:: READING PASSAGE ::
=-=-=-=-=

AN2184 Freescale Semiconductor / Motorola, AN2184 Datasheet - Page 22
AN2184
Manufacturer Part Number
AN2184
Description
MCF5272 Interrupt Service Routine for the Physical Layer Interface Controller
Manufacturer
Freescale Semiconductor / Motorola
Datasheet
1.AN2184.pdf
(60 pages)
Freescale Semiconductor, Inc.
Assembly Code Interrupt Vector Generation
All external interrupt inputs are edge-sensitive where the active edge is programmable. The active edge is
programmable. An interrupt request must be held valid for at least three consecutive CPU clock cycles to
be considered a valid input. Each interrupt input can have its priority programmed by programming the
xIPL(2-0) bits in the interrupt control registers. When the ColdFire core responds to a request with an
interrupt acknowledge cycle, as is standard in MC52xx implementations, the interrupt controller logic will
forward the correct vector depending on the original source of the interrupt. Software can clear pending
interrupts from any source via the registers in the interrupt controller logic, and can program the location of
the block of vectors used for interrupt sources via the programmable interrupt vector register. For an
interrupt to be successfully processed, RAM must be available for the stack, and often this RAM will be
selected by one of the programmable chip selects. So upon system startup there is a brief period where
RAM is not available for the stack. To ensure no problems resulting from interrupts (particularly of priority
level 7) during this period, there is an interlock which prevents any interrupt from reaching the ColdFire
core until the first write cycle to the programmable interrupt vector register (PIVR). The user should ensure
that both RAM chip selects and the system stack are set up prior to this write operation.
The interrupt controller includes daisy-chaining functions in order to avoid contention when the ColdFire
core issues an interrupt acknowledge cycle. So if more than one interrupt source has the same interrupt
priority level (IPL), they are daisy chained with INT1 being the highest priority. There are four interrupt
control registers which control the interrupt priorities for the external general purpose latched interrupt
input signals and the internal I/O modules’ signals. These registers allow software to reset any pending
interrupts from these external interrupt lines or internal modules. There are up to 32 interrupt inputs, each
of which has four bits assigned to it in these registers. The registers can be read or written at any time.

=-=-=-=-=

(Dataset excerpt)
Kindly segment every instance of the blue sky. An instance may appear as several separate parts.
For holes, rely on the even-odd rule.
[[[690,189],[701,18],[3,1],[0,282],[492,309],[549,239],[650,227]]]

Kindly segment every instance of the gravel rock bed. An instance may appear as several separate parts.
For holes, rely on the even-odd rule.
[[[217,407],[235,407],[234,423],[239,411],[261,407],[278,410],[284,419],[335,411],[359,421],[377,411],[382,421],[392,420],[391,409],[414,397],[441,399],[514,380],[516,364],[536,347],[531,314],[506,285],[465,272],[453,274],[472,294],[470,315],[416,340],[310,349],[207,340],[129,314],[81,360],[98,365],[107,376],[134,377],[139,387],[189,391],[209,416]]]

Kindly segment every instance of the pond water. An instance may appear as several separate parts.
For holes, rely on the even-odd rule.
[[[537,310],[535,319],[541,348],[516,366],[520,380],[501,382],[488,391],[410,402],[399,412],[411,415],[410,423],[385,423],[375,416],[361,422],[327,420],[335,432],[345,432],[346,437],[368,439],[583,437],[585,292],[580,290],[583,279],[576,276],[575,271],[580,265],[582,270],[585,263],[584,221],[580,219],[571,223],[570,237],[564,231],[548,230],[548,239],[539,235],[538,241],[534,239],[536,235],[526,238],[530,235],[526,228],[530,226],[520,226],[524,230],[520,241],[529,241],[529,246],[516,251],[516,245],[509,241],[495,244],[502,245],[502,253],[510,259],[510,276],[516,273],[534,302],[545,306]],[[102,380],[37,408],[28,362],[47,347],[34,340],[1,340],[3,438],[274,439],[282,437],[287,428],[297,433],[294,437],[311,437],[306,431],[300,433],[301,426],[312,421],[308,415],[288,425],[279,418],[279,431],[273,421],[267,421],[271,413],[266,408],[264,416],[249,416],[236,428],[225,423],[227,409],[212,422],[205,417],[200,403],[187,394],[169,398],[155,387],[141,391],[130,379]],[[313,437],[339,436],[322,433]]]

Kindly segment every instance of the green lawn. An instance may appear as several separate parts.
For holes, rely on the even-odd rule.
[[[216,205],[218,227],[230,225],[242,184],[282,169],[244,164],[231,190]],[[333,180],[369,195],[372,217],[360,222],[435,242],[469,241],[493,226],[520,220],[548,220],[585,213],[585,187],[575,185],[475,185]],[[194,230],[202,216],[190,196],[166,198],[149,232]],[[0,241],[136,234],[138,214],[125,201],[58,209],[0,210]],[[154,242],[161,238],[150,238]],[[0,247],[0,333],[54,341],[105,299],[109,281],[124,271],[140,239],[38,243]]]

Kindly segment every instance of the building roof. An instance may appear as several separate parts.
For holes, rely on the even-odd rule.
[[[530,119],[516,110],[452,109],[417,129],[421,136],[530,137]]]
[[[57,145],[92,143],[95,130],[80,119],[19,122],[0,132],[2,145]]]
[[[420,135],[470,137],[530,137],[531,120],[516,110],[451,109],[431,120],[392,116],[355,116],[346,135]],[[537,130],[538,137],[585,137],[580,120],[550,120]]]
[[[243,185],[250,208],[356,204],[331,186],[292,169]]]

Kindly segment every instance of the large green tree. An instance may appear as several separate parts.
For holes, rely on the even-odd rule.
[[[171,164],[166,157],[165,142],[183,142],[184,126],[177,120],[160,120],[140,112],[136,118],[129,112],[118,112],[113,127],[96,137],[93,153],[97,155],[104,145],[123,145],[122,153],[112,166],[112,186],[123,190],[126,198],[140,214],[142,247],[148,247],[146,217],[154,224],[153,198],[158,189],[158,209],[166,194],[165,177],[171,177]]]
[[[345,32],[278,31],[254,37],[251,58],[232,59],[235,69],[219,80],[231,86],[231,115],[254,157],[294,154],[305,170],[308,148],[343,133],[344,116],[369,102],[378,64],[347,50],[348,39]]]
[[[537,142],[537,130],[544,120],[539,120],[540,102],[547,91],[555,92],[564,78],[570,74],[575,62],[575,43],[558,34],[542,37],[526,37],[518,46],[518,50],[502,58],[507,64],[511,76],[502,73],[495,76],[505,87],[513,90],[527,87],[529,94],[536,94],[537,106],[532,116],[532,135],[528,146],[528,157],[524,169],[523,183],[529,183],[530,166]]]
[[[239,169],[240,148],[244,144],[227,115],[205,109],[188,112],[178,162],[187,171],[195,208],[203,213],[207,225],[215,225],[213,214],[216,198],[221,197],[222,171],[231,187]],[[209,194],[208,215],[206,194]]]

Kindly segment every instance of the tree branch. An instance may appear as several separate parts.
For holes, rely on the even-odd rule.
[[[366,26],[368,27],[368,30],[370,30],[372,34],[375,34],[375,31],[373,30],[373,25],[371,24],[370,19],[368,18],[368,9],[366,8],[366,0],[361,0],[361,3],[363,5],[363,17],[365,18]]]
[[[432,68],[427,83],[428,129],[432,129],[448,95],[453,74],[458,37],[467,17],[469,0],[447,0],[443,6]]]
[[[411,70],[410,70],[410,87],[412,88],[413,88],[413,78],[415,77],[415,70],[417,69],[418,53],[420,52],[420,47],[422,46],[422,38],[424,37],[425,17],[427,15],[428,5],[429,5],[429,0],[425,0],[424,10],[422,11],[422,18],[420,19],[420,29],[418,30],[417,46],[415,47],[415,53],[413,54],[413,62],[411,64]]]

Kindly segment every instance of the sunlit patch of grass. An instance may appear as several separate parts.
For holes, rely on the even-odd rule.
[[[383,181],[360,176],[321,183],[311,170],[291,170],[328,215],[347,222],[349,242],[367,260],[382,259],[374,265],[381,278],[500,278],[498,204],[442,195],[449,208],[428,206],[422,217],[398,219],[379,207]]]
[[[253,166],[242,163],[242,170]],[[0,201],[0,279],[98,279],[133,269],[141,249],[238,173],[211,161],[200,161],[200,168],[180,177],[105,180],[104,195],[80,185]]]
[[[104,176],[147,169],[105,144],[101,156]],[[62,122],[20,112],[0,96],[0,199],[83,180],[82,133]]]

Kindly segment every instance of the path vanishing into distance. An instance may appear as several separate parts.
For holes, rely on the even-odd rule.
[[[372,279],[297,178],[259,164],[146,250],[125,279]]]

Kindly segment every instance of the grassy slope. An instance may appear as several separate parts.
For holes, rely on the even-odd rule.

=-=-=-=-=

:: TASKS TO COMPLETE ::
1. According to the interrupt controller text, how many consecutive CPU clock cycles must an interrupt request stay valid to count as a valid input?
2. Retype the stretch of the interrupt controller text from "AN2184 Freescale Semiconductor" through "Freescale Semiconductor, Inc.".
3. Summarize the interrupt controller text in two sentences.

:: RESPONSES TO THE EXERCISE ::
1. At least three consecutive CPU clock cycles.

2.
AN2184 Freescale Semiconductor / Motorola, AN2184 Datasheet - Page 22
AN2184
Manufacturer Part Number
AN2184
Description
MCF5272 Interrupt Service Routine for the Physical Layer Interface Controller
Manufacturer
Freescale Semiconductor / Motorola
Datasheet
1.AN2184.pdf
(60 pages)
Freescale Semiconductor, Inc.

3. External interrupt inputs are edge-sensitive with programmable priorities. Until the first write to the programmable interrupt vector register, an interlock keeps interrupts from reaching the ColdFire core, and sources sharing a priority level are daisy-chained with INT1 highest.